Des propriétaires français comblés par leur aventure olympique

Il y a trois semaines déjà, l’équipe de France de saut d’obstacles a conquis une très belle médaille de bronze aux Jeux olympiques de Paris 2024. Au stade équestre éphémère de Versailles, le public a acclamé Simon Delestre, Olivier Perreau et Julien Épaillard, qui ont rempli l’objectif qui leur avait été fixé par la Fédération française d’équitation, mais aussi leurs excellents I Amelusina R 51, Dorai d’Aiguilly*GL events et Dubaï du Cèdre, sans lesquels cet exploit n’aurait jamais pu être accompli. En coulisses, Philippe Berthol, copropriétaire du premier nommé, et Sylvain Pitois, naisseur et copropriétaire de Dubaï, ont vécu une aventure extraordinaire et inoubliable.



“C’est dingue ce que nous venons de vivre”, admet d’emblée Sylvain Pitois, co-naisseur et copropriétaire, avec sa compagne Perrine Cateline, de Dubaï du Cèdre (SF, Baloubet du Rouet x Diamant de Semilly), l’exceptionnelle partenaire de Julien Épaillard. Il faut dire que le couple, déjà médaillé de bronze individuel des championnats d’Europe de Milan l’été dernier et deuxième de la finale de la Coupe du monde en avril, a brillamment contribué à la médaille de bronze de l’équipe de France il y a déjà trois semaines lors des Jeux olympiques de Paris 2024, à Versailles. Et il faut aussi rappeler que le Normand et la Selle Français de onze ans, également copropriété du cavalier, de son épouse Susana García Cereceda, de quelques amis espagnols du couple et de Laurent Guillet, sont passés à un cheveu, un crin de disputer la médaille d’or au barrage de la finale individuelle. Lors d’un parcours d’anthologie équestre, sur le tracé terriblement exigeant de quinze obstacles et dix-neuf efforts de Grégory Bodo et Santiago Varela Ullastres, la paire a cédé d’un rien sur le vertical 12b placé à la sortie du second double, ouvert par de gigantesques barres de Spa.

Avec des “si”, on mettrait Paris et Versailles en bouteille, mais comment ne pas penser que Julien et Dubaï auraient eu toutes leurs chances de signer le double sans-faute le plus rapide et, finalement, de devancer l’Allemand Christian Kukuk, le Suisse Steve Guerdat et le Néerlandais Maikel van der Vleuten, respectivement médaillés d’or, d’argent et de bronze avec Checker 47 (Westph, Comme il Faut x Come On), Dynamix de Bélhème (SF, Snaike de Blondel x Cornet Obolensky) et Beauville (Z, Bustique x Jumpy des Fontaines)… “Nous avons touché l’or du bout des doigts”, reconnaît Sylvain Pitois. “Il y a tout de même un peu de frustration, mais la médaille de bronze par équipes nous console amplement. Quatrième, ce n’est pas la meilleure place aux Jeux olympiques, mais nous serions contents d’être classés s’il s’agissait d’un Grand Prix”, tempère-t-il à raison. “Au départ, les Jeux olympiques n’étaient pas notre objectif. Nous voulions simplement donner la chance à Dubaï de concourir à haut niveau. Julien a évoqué les Jeux quand nous la lui avons présentée. À l’époque, il cherchait deux ou trois chevaux pour y participer et nous a tout de suite confié que la jument correspondait à tous ses critères. C’est à ce moment que nous nous sommes projetés sur cette échéance. Et force est de constater qu’il avait vu juste”, salue l’éleveur et kinésithérapeute établi à Châtillon-en-Vendelais, entre Fougères et Vitré, en Ille-et-Vilaine.

▶ _Travail à faire_:
Dans l'article sur l'aventure olympique des propriétaires français, relevez chacun des médaillés de la finale individuelle en précisant sa médaille et le cheval qu'il montait.

Entrées d'un jeu de données d'annotation:
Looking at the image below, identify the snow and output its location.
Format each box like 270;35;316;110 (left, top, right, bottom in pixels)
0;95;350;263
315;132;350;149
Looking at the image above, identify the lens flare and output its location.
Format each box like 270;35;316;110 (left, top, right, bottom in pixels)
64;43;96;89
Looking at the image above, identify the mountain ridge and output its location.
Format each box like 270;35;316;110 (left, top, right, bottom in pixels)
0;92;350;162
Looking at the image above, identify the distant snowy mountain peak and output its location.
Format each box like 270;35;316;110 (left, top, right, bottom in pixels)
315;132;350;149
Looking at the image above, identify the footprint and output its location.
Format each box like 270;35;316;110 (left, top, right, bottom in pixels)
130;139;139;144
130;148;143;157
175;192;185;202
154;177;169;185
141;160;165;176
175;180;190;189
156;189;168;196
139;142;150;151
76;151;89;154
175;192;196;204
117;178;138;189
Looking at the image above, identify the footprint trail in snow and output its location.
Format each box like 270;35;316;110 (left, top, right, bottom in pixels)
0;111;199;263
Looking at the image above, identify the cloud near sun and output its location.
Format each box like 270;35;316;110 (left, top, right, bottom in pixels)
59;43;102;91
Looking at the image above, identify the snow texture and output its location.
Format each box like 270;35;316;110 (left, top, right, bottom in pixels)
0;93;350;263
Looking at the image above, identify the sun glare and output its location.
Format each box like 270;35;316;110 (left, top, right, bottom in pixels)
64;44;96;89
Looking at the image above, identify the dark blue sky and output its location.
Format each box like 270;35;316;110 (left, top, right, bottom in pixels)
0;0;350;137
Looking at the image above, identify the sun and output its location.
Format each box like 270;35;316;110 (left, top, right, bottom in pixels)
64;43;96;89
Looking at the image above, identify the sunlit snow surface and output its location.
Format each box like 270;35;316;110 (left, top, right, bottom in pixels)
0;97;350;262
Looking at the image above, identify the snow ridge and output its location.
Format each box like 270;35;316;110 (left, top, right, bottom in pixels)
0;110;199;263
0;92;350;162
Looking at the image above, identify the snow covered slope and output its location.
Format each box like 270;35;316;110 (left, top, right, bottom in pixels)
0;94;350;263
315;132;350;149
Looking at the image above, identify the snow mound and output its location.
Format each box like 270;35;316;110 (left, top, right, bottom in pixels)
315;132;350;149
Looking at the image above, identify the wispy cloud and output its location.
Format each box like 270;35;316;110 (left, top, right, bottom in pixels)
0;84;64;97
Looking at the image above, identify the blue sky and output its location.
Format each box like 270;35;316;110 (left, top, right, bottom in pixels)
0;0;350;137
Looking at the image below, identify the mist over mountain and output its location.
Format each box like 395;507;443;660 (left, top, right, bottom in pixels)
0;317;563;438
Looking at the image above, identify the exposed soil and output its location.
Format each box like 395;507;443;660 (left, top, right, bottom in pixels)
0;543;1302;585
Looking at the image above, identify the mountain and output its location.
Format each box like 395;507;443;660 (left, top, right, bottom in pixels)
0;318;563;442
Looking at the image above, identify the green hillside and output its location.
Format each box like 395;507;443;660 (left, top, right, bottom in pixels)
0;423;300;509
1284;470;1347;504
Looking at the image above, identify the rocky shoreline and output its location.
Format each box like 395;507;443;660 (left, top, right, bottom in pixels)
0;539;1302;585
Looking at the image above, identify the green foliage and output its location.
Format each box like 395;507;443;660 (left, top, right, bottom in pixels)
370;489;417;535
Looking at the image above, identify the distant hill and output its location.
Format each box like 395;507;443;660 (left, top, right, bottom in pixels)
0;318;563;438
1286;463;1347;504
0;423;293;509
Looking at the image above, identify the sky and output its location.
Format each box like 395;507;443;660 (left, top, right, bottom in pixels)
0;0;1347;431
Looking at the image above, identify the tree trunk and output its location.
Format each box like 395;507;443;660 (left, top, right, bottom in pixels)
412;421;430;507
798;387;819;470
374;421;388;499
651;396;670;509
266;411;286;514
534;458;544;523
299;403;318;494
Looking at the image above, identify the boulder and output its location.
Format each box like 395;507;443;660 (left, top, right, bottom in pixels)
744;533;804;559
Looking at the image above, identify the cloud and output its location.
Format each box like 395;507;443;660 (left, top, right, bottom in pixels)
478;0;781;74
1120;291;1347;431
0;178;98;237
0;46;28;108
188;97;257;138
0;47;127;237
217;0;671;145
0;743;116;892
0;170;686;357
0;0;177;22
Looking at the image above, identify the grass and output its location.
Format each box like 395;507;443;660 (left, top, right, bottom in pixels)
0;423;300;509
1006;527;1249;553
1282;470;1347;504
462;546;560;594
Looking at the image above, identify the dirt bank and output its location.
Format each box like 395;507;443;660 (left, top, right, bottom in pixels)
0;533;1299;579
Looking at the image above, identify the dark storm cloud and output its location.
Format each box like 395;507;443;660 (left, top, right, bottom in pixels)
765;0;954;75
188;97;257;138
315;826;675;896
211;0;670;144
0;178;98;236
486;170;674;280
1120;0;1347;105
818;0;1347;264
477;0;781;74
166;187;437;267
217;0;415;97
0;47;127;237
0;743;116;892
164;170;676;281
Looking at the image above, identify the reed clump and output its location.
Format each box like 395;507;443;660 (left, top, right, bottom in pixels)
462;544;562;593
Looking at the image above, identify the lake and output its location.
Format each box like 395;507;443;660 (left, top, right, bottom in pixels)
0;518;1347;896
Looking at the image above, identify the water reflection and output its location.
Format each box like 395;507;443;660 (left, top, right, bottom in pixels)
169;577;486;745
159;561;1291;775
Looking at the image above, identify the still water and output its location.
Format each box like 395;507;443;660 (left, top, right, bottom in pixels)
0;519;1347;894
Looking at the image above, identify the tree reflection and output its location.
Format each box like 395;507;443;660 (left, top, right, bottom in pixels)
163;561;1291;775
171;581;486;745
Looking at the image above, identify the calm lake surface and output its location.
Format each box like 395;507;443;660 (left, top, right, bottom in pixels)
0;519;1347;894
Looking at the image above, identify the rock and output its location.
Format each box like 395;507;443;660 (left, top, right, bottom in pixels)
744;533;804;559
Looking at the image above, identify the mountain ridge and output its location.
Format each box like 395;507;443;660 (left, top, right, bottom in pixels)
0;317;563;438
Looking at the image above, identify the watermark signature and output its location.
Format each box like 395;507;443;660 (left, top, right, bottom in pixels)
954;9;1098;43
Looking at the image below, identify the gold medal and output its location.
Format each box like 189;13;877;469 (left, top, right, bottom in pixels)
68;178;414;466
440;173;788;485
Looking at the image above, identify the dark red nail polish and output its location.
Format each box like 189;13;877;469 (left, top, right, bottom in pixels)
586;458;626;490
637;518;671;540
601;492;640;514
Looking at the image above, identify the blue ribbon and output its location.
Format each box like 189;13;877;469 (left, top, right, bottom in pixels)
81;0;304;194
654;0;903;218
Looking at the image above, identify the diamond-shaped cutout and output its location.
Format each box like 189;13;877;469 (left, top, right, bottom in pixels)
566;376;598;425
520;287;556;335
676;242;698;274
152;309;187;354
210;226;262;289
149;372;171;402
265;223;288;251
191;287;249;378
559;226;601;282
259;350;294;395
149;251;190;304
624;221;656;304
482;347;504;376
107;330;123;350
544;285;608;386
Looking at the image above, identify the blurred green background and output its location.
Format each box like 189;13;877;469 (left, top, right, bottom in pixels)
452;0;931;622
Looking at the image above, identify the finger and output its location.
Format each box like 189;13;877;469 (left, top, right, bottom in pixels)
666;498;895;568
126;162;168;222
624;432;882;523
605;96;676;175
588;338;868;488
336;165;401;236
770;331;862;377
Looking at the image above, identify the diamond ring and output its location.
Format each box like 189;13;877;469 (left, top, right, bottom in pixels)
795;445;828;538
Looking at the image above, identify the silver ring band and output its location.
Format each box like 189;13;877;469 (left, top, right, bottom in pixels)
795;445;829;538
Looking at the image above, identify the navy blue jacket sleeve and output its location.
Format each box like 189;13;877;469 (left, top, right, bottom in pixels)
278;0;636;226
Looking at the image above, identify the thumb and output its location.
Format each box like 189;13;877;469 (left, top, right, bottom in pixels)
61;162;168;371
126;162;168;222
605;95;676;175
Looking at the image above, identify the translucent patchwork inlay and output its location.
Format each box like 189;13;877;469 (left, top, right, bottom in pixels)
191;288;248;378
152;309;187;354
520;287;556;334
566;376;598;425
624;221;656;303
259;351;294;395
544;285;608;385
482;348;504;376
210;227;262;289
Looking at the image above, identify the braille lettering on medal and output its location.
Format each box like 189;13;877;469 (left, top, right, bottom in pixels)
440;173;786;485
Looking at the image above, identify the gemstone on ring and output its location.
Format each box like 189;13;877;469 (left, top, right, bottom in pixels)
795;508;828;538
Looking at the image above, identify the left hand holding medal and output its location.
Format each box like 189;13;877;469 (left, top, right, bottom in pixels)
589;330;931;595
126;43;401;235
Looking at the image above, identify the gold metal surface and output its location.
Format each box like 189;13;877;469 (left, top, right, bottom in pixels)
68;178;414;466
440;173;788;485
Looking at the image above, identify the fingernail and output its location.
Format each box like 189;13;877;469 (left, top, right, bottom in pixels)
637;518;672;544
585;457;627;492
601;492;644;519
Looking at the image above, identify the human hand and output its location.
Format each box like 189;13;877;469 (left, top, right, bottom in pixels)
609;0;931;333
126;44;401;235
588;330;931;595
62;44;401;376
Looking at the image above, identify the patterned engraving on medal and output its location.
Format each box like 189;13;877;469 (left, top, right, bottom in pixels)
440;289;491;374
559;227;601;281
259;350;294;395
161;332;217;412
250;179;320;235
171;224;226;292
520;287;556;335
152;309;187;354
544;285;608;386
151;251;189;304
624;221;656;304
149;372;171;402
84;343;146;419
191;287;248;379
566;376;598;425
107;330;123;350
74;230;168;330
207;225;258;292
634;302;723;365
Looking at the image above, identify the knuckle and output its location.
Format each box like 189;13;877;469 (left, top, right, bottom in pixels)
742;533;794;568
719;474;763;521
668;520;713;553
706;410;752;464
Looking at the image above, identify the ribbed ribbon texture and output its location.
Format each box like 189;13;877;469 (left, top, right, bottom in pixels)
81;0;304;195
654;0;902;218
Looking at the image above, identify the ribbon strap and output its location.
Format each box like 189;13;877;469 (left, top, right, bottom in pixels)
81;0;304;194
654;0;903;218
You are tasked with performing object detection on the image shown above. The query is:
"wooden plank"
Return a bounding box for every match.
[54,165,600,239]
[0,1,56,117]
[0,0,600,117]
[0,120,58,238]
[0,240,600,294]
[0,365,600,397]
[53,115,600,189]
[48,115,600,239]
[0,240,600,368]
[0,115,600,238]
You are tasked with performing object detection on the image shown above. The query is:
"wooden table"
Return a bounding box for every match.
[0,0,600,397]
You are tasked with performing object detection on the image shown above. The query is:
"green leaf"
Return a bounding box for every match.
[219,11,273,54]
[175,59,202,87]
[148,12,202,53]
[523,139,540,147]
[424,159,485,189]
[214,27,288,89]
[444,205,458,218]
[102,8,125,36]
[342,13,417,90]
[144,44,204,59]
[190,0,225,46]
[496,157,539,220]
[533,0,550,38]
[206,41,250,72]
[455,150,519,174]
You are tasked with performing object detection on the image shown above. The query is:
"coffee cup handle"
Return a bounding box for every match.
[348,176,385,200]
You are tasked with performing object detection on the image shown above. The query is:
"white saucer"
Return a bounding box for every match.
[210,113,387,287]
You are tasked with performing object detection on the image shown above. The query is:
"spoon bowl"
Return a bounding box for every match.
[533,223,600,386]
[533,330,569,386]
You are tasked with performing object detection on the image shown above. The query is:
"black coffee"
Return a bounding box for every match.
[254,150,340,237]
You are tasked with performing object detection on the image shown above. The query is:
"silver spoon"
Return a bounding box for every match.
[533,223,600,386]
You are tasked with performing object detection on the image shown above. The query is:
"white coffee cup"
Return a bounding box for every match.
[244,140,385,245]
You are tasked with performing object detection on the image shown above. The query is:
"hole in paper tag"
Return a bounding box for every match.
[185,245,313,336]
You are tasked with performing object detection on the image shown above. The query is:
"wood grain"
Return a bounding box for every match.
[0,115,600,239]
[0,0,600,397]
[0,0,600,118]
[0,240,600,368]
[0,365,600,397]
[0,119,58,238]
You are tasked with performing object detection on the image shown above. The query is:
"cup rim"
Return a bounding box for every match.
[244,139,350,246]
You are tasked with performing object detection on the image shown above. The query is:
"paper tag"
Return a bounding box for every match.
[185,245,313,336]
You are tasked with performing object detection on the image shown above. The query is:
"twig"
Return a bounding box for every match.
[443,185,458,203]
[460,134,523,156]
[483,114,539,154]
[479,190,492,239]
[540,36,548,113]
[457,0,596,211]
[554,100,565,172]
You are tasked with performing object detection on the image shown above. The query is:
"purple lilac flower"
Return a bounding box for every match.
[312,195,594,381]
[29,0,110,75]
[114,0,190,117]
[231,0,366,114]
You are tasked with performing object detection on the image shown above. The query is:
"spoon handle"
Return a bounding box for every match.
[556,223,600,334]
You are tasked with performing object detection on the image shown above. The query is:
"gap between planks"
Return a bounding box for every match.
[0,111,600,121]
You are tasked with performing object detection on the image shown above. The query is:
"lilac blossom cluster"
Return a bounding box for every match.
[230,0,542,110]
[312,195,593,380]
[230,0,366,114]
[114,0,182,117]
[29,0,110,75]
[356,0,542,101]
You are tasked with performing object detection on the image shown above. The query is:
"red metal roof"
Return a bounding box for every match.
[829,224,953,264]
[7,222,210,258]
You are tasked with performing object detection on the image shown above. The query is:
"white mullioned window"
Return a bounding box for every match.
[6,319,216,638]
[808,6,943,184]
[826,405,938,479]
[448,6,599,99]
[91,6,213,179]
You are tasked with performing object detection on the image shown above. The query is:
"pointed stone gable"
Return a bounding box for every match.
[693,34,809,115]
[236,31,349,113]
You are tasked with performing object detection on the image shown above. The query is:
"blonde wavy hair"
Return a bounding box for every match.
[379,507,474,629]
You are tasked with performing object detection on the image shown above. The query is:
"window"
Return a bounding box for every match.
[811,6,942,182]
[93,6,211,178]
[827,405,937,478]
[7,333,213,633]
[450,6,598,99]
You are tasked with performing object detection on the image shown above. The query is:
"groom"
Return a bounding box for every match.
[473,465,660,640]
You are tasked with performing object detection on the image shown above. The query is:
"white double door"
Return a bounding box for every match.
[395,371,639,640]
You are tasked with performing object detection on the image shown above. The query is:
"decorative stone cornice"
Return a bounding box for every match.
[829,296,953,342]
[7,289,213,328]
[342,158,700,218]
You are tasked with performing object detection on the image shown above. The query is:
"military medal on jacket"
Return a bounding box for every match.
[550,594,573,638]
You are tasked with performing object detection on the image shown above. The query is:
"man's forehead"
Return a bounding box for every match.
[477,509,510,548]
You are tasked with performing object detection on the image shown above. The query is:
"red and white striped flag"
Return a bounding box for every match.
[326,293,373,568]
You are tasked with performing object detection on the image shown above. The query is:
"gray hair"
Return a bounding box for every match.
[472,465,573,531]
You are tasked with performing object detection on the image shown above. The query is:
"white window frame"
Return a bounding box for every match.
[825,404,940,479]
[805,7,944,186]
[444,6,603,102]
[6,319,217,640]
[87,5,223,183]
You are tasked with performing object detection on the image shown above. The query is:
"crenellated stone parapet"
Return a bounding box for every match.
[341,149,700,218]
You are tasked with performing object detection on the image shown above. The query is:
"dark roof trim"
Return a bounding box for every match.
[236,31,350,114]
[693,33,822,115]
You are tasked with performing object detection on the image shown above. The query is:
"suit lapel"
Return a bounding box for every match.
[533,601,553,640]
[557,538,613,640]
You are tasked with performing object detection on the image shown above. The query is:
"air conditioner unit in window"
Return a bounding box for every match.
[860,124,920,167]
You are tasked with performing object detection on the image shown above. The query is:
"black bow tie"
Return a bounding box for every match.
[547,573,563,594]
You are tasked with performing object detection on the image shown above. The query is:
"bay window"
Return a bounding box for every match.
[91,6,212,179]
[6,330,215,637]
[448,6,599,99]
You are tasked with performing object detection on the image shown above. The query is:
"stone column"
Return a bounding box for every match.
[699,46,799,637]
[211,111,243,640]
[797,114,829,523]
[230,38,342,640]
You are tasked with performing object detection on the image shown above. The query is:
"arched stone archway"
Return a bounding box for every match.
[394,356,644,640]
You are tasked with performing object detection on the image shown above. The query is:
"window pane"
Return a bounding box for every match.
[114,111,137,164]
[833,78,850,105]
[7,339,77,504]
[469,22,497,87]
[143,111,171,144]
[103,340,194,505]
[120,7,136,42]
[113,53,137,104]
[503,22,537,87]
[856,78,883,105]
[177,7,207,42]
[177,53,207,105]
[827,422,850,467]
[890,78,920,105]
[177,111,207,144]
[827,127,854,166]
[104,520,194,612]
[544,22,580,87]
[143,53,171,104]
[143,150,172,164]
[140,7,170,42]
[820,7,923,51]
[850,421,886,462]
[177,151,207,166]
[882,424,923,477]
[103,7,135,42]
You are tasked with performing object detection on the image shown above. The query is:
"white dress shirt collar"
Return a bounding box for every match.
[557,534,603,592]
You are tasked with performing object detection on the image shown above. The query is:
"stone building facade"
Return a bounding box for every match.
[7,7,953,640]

▶ _Réponse rédigée_:
- Christian Kukuk (Allemagne) : médaille d'or avec Checker 47
- Steve Guerdat (Suisse) : médaille d'argent avec Dynamix de Bélhème
- Maikel van der Vleuten (Pays-Bas) : médaille de bronze avec Beauville